*STUDY QUESTIONS*:
[A] Rewrite the paragraph of the PCAZip help page that begins "MC DNA uses PCAsuite package" as a short bulleted list, keeping its main facts.
[B] Continue the PCAZip help page from where it stops.

*DOCUMENT SECTION*:
MC DNA Help - Analysis PCAZip


Principal Components


Following Essential Dynamics algorithm (ED), the orthogonal movements describing the variance of a system trajectory is obtained by diagonalization of the covariance matrix.

The result of the analysis is the generation of a set of eigenvectors (the modes or the principal components), which describe the nature of the deformation movements of the protein and a set of eigenvalues, which indicate the stiffness associated to every mode.

The eigenvectors appear ranked after a principal component analysis, the first one is that explaining the largest part of the variance (as indicated by the associated eigenvalue). Since the eigenvectors represent a full-basis set the original Cartesian trajectory can be always projected into the eigenvectors space, without lost of information.

Each of the eigenvector obtained from Principal Component Analysis of a trajectory is called a Principal Component. The associated eigenvalue indicates the amount of variance explained by the component. The Collectivity Index gives a measure of how many atoms of the protein are affected by a Principal Component.

MC DNA uses PCAsuite package to compute Principal Components Flexibility Analysis. PCA is computed using all the atoms of the structure and the compression is reduced to a 90% of the explained variance. Only the first 10 principal components are shown in the graphical interface, as the first modes are usually the ones explaining the largest part of the variance.

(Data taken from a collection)
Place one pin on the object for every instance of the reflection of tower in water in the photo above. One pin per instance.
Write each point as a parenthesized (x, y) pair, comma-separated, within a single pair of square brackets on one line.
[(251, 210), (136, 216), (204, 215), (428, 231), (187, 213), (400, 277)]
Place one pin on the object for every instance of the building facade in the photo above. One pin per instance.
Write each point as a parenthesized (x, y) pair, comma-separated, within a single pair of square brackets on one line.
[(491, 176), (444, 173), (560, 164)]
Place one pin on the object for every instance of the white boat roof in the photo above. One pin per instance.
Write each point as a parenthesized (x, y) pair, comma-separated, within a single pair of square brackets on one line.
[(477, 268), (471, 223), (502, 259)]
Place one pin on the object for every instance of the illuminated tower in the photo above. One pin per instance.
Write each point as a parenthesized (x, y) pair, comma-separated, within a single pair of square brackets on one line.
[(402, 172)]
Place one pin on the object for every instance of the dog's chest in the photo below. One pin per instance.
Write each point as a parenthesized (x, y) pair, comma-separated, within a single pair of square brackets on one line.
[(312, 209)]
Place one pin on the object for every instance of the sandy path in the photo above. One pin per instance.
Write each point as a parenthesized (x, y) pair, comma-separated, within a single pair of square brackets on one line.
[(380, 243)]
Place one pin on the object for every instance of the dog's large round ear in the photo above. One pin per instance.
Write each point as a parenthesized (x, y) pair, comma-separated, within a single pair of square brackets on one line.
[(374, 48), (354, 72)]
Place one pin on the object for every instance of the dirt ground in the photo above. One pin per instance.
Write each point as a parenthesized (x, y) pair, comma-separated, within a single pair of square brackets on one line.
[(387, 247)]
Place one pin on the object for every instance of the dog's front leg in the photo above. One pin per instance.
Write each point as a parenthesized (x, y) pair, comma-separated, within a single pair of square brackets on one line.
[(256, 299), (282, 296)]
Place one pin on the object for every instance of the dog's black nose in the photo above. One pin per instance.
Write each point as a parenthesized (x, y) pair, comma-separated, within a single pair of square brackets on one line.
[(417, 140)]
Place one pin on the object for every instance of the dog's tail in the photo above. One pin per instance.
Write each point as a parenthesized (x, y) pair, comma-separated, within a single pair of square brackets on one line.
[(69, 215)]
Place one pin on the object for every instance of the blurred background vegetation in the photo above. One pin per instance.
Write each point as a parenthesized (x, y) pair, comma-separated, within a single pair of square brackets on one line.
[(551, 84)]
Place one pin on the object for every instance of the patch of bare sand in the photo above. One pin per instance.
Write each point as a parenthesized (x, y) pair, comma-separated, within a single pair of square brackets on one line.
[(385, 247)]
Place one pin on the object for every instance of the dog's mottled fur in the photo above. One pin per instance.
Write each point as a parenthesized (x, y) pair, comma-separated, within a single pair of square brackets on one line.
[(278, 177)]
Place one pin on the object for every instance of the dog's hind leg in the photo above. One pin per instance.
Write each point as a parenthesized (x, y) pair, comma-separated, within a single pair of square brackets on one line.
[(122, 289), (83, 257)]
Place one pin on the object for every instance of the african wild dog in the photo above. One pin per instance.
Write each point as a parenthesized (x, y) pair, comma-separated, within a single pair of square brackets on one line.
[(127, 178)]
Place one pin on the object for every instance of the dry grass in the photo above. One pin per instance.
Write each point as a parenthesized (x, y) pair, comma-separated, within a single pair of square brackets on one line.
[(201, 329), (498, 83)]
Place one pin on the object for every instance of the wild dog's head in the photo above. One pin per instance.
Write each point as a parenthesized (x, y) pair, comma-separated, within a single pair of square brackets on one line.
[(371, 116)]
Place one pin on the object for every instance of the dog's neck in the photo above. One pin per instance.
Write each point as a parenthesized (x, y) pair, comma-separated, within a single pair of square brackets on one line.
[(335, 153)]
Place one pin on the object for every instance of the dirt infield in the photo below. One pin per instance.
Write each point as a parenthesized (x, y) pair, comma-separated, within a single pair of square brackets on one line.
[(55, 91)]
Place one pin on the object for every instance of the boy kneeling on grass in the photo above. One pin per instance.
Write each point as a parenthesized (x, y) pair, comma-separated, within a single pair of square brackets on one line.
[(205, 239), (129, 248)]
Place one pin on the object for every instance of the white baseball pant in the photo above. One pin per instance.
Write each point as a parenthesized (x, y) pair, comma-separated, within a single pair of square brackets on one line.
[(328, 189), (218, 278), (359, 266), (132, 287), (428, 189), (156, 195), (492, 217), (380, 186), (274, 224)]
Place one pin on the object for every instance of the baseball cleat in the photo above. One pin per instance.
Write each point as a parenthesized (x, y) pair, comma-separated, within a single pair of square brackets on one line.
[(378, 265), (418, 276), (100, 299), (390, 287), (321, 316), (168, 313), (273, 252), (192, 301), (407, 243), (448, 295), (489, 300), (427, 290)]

*ANSWERS TO EACH TASK*:
[A]
- MC DNA uses the PCAsuite package to compute Principal Components Flexibility Analysis.
- PCA is computed with all the atoms of the structure.
- Compression is reduced to 90% of the explained variance.
- The graphical interface shows only the first 10 principal components, because the first modes usually explain the largest part of the variance.

[B]
The Principal Component Analysis graphical interface offers the possibility of studying the real movements of the structure through the projections of the trajectory onto the different essential modes. An interactive NGL Viewer shows these movements, allowing user to translate, rotate and in general manipulate the visualization. The first 10 animation modes are offered for visualization and download. Associated values as eigenvalues, collectivity indexes and eigenvector stiffness constants are also shown.

For each of the first 10 eigenvectors, a plot containing the displacement (in Angstroms) of the projections of all the trajectory snapshots into the associated eigenvector from the first snapshot is also computed and shown. Plots generated contain the corresponding histogram attached, and an associated table with calculated mean and standard deviation values. Raw data and plot are also easily downloadable.